▸ Material shown:
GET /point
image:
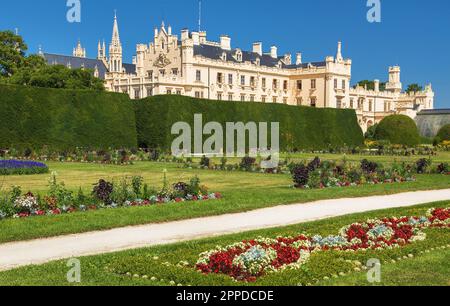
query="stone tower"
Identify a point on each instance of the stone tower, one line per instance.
(79, 51)
(115, 50)
(394, 85)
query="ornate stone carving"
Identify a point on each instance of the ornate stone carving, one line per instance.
(162, 61)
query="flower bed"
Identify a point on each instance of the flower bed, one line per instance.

▸ Requirements:
All of the lines above should be retyped precisely, apart from the pictures.

▸ Response:
GET /point
image:
query="stone tower"
Identify a point on each instance of the stone tower, one line per instance.
(79, 51)
(115, 50)
(394, 85)
query="ornate stone carving"
Identify a point on each instance of the ornate stone carving, one line per instance.
(162, 61)
query="flower bed"
Identify a point on each instance of the flower bed, one line per instance.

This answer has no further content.